- _Document extract_
BUSINESSES from paper and paint to sugar, soap and steel sprang up, served by new roads and railways, and staffed by bustling polytechnics. In 1905 Bangalore became the first city in India to boast streetlights, and her specialist eye hospital was among the first anywhere in the world; the Indian Institute of Science was established in 1909 on land granted by the Maharaja, and Mysore University followed in 1916.
In 1918, Krishnaraja commissioned the pioneering Miller report into social discrimination. On its recommendation, aid was granted for schools admitting ‘untouchables’ and girls, scholarships were endowed, and government preferments rewarded sincerity and compassion rather than mere grades. Women were enfranchised in 1923.*
Nor were the arts forgotten. Krishnaraja, a gifted musician who played eight instruments from the saxophone to the sitar, nurtured Mysore’s distinctive style of Indian music, and his nephew Jayachamarajendra might have been a concert pianist had he not succeeded Krishnaraja in 1940, guiding Mysore through Indian independence in 1947.
Women over thirty years of age could vote for Parliamentary elections in Britain in 1918, but they could not vote on the same terms as men (eligible from twenty-one) until 1928. Madras was slightly ahead of Mysore, including women in 1921.

- _Directions_
Reproduce verbatim the stretch of the passage on Mysore from "Women over thirty" through "women in 1921.".

- _Data shown_
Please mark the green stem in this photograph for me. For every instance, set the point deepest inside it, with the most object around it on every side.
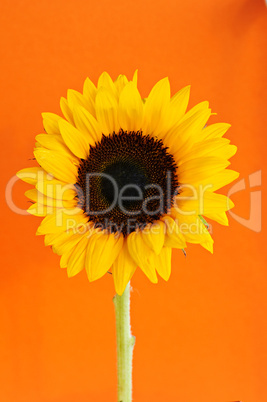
(125, 345)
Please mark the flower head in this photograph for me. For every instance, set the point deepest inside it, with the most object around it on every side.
(122, 180)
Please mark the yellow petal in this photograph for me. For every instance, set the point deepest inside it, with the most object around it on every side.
(71, 239)
(163, 263)
(216, 130)
(135, 76)
(200, 107)
(107, 111)
(76, 98)
(89, 89)
(179, 103)
(85, 122)
(206, 203)
(57, 164)
(123, 269)
(130, 108)
(193, 230)
(57, 190)
(215, 147)
(66, 110)
(105, 81)
(39, 210)
(142, 255)
(61, 221)
(54, 143)
(102, 251)
(50, 123)
(174, 237)
(186, 133)
(31, 175)
(154, 235)
(77, 141)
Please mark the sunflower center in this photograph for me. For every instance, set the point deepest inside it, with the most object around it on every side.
(127, 181)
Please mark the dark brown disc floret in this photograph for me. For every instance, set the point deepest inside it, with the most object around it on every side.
(127, 181)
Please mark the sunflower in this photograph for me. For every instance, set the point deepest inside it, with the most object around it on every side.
(123, 180)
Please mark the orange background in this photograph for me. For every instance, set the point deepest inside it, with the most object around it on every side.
(201, 336)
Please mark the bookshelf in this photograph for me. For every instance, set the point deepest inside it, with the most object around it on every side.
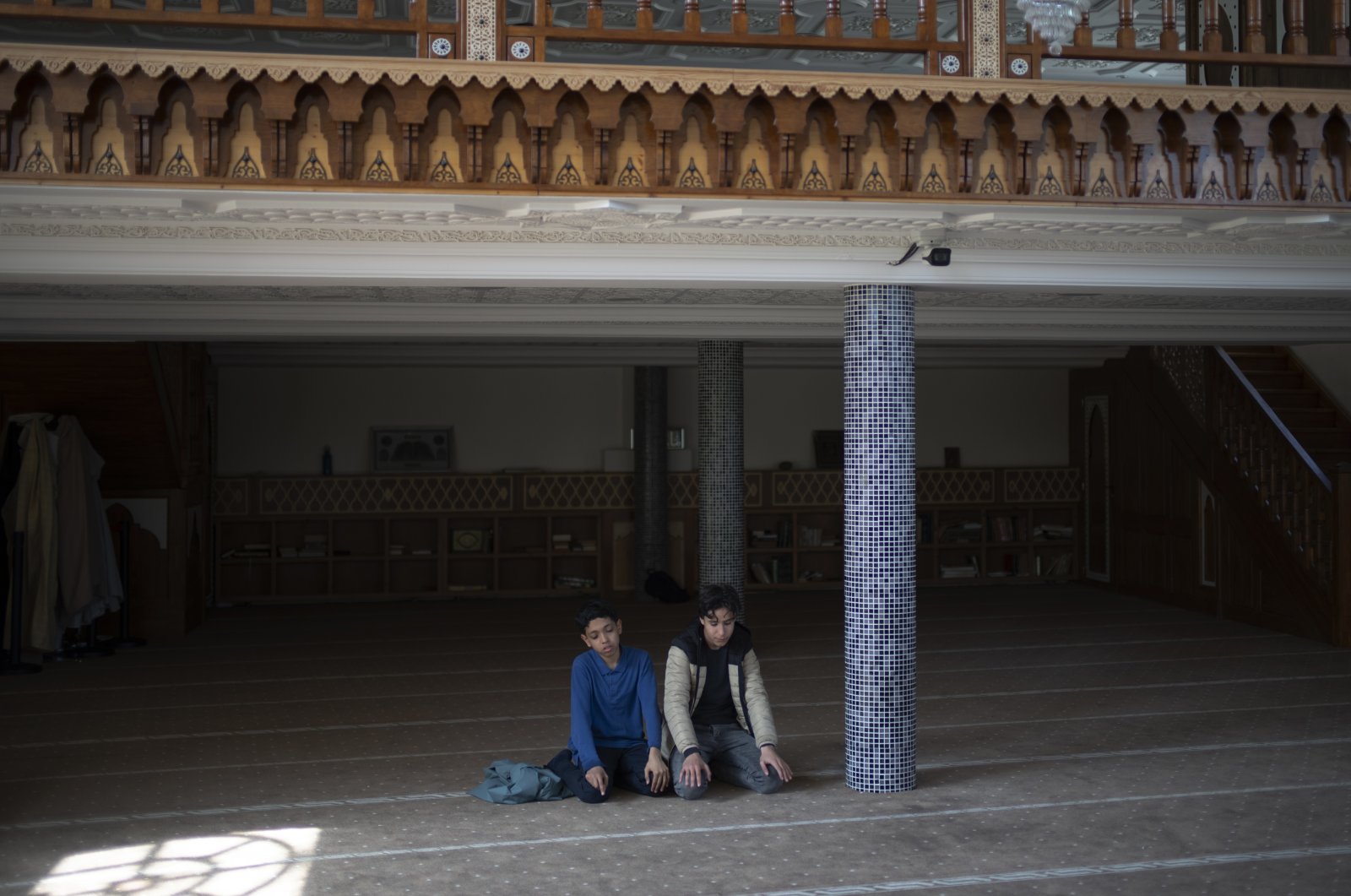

- _Solution to the problem_
Women over thirty years of age could vote for Parliamentary elections in Britain in 1918, but they could not vote on the same terms as men (eligible from twenty-one) until 1928. Madras was slightly ahead of Mysore, including women in 1921.